How many lines in the entries below contain the string "tree"? Matches must agree in case. Reply with the number alone.

-- Input data --
________________

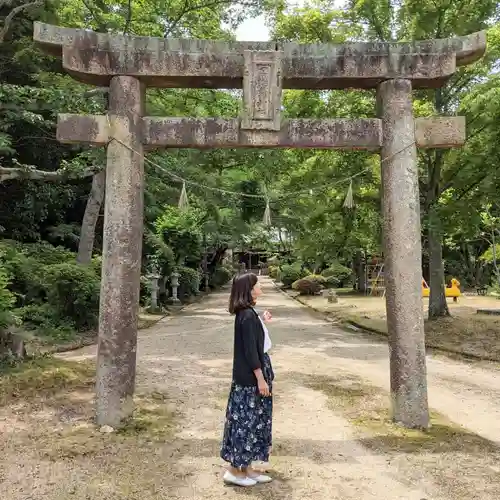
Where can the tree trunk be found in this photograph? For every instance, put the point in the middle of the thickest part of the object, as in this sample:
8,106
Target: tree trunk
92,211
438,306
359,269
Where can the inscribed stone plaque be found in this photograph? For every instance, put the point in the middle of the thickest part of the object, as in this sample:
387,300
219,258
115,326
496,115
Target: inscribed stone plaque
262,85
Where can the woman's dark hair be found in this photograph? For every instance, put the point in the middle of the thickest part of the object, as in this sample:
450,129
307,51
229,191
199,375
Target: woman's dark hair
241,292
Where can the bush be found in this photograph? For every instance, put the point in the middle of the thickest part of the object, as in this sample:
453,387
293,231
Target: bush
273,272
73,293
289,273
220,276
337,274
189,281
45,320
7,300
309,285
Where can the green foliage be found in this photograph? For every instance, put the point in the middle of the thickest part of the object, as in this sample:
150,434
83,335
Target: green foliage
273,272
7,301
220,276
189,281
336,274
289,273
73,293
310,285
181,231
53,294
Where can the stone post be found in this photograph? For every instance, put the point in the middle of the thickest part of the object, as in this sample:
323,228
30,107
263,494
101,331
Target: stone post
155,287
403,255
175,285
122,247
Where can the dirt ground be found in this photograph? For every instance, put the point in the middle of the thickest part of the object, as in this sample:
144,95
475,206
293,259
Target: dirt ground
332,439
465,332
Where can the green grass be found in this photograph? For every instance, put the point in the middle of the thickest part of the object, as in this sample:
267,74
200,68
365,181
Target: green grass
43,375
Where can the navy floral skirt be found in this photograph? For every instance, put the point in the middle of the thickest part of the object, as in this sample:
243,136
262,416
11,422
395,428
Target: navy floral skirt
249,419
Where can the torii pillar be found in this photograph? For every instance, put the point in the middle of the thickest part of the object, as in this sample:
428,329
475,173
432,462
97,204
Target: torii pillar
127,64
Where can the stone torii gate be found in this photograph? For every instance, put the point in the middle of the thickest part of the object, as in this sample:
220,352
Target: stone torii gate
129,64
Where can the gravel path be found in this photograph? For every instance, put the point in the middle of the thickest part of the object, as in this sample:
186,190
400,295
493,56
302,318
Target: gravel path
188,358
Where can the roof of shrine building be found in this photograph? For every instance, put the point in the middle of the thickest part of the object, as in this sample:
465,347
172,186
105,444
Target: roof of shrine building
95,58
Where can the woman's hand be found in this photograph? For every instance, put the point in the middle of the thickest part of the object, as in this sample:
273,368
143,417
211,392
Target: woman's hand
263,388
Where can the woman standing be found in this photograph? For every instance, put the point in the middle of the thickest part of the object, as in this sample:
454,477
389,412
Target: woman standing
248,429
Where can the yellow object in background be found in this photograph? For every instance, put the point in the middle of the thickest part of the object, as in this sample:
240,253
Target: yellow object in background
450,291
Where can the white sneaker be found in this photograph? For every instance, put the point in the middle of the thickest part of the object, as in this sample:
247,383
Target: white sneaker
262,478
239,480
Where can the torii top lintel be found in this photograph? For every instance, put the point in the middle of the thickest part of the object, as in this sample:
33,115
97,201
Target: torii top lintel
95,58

________________

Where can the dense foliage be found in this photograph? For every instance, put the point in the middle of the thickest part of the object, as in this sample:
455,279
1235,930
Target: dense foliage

________________

-- Reply --
2